**SOURCE TEXT:**
------------------------

Salisbury Youth Orchestra Musician Quillin Also a 'Gifted Composer'
SALISBURY, MD---Seventeen-year-old Lila Wildy Quillin demonstrated an ear for music at an early age.
As a child, she taught herself to play the piano on a one-octave toy keyboard. When her parents upgraded to a full piano, she used those early skills to compose her own pieces.
A decade later, the South Point, MD, resident has composed three works performed by the Salisbury Youth Orchestra (SYO) at Salisbury University, in which she has played clarinet (an instrument begun in the fourth grade) for the past five years.
The first of her compositions the orchestra performed was titled, fittingly enough, “Beginning.” Entering her senior year at The Salisbury School this fall, the budding musician is hoping to turn her love of composition into a career.
“I’ve been composing my entire life,” she said, noting that having her works played by the SYO has been central to her success. “You can’t get that experience any other way.”
She credited Dr. Jeffrey Schoyen, director of the SYO and Salisbury Symphony Orchestra at SU, not only for including her compositions in the youth orchestra’s performances, but for providing guidance along the way.
It was Schoyen, for example, who recommended she take preparatory classes with Dr. Judah Adashi at Johns Hopkins University’s esteemed Peabody Institute to enhance her already strong composition skills. He also introduced her to recent SU graduate Marisa Lacey, with whom Quillin took private lessons in music theory.
“She is a gifted composer,” Schoyen said. “Very talented and very creative.”
Her mother, Dr. Kim Quillin of SU’s Biological Sciences Department, said Schoyen’s guidance had been a driving force for her daughter.
“Without him, we wouldn’t have known about a lot of these opportunities,” she said.
Juliana Smith, her band teacher at The Salisbury School, also has been an influence in her decision to pursue composing. Smith introduced her to Sibelius notation software and gave her the opportunity to write two pieces performed by the school’s band.
Upon first considering composing as a career at the end of her sophomore year in high school, Lila and her parents began researching opportunities to expand her knowledge base. She applied, and was accepted, to a summer program at the prestigious Interlochen Center for the Arts in Michigan.
“Those six weeks changed my life,” she said. “It was the first time I really spent time with other musicians and composers, and I loved it.”
This summer, she was accepted to a three-week program at Philadelphia’s Curtis Institute of Music, well known as a training ground for gifted young musicians. There, she learned about music history, composition and analysis. A focus on 20th-century works especially helped expand her repertoire, she said.
After spending part of a second summer immersed in musical studies with other musicians, she is ready to take the next step.
“I feel like I really belong in that environment,” she said.
After graduation next spring, Quillin, hopes to attend a college specific to her interests, such as the Oberlin Conservatory of Music in Ohio. She also plans to apply to the Peabody Conservatory, as well as the Berklee College of Music and Manhattan School of Music.
Before she gets there, however, she has one final season with the SYO. And maybe a few more pieces to compose, as well.

------------------------

**PROVIDED DATA:**
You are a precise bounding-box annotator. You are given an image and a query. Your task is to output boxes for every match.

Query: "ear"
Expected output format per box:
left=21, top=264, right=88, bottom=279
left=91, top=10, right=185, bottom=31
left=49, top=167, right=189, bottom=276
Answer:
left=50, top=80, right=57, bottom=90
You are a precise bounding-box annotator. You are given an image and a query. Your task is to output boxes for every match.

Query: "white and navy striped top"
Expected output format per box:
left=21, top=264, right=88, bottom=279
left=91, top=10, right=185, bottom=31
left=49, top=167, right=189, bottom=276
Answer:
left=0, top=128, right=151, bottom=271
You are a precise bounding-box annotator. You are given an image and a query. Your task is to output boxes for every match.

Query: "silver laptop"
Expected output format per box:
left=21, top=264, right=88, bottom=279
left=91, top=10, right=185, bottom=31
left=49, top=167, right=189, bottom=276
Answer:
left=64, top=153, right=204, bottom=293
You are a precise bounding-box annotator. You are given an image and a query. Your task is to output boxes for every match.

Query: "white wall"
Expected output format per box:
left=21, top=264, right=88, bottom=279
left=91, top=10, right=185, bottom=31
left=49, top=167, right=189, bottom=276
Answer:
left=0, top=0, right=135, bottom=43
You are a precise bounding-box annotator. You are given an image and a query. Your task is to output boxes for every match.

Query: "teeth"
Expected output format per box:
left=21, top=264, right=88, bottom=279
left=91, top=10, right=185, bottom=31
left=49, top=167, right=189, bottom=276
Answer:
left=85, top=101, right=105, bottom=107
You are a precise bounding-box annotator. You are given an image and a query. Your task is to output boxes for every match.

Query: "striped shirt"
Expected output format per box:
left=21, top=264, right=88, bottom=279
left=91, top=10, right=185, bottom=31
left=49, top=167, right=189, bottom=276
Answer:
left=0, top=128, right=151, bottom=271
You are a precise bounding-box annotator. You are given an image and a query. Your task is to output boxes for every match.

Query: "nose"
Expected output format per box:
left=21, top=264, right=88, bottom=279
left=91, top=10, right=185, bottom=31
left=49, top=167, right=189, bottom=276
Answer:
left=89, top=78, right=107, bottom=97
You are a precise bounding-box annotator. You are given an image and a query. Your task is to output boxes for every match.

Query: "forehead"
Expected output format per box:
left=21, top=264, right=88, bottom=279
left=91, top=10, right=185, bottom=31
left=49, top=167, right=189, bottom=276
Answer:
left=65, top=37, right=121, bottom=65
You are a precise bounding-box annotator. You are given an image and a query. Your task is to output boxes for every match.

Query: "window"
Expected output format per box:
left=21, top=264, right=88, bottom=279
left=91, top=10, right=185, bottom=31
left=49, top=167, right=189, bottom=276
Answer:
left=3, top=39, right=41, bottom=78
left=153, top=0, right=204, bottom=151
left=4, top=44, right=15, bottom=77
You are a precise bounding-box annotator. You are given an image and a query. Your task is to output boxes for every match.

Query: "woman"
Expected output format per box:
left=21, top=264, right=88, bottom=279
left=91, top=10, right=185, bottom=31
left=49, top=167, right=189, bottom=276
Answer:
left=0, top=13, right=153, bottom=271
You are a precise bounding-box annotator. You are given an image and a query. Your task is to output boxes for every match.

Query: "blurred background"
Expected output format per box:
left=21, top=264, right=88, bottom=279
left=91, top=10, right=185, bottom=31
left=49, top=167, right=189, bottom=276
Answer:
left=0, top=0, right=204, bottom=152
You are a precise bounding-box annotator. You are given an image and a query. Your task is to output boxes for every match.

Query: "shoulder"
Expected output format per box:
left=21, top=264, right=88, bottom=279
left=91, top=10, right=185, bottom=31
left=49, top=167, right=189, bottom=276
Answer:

------------------------

**WORK INSTRUCTION A:**
Answer these questions from the article on Lila Quillin, one per line:
(i) Which instrument does Quillin play in the Salisbury Youth Orchestra?
(ii) What was the title of the first of her compositions that the orchestra performed?
(iii) How long was the summer program she attended at the Interlochen Center for the Arts?
**WORK INSTRUCTION B:** From the article on Lila Quillin, list every college that she hopes to attend or plans to apply to after graduation.
**WORK INSTRUCTION C:** Print everything in the article on Lila Quillin from "This summer, she" down to "School of Music.".
The data has no role in this exercise.

**WRITTEN ANSWER A:**
(i) Clarinet
(ii) "Beginning"
(iii) Six weeks

**WRITTEN ANSWER B:**
Oberlin Conservatory of Music
Peabody Conservatory
Berklee College of Music
Manhattan School of Music

**WRITTEN ANSWER C:**
This summer, she was accepted to a three-week program at Philadelphia’s Curtis Institute of Music, well known as a training ground for gifted young musicians. There, she learned about music history, composition and analysis. A focus on 20th-century works especially helped expand her repertoire, she said.
After spending part of a second summer immersed in musical studies with other musicians, she is ready to take the next step.
“I feel like I really belong in that environment,” she said.
After graduation next spring, Quillin, hopes to attend a college specific to her interests, such as the Oberlin Conservatory of Music in Ohio. She also plans to apply to the Peabody Conservatory, as well as the Berklee College of Music and Manhattan School of Music.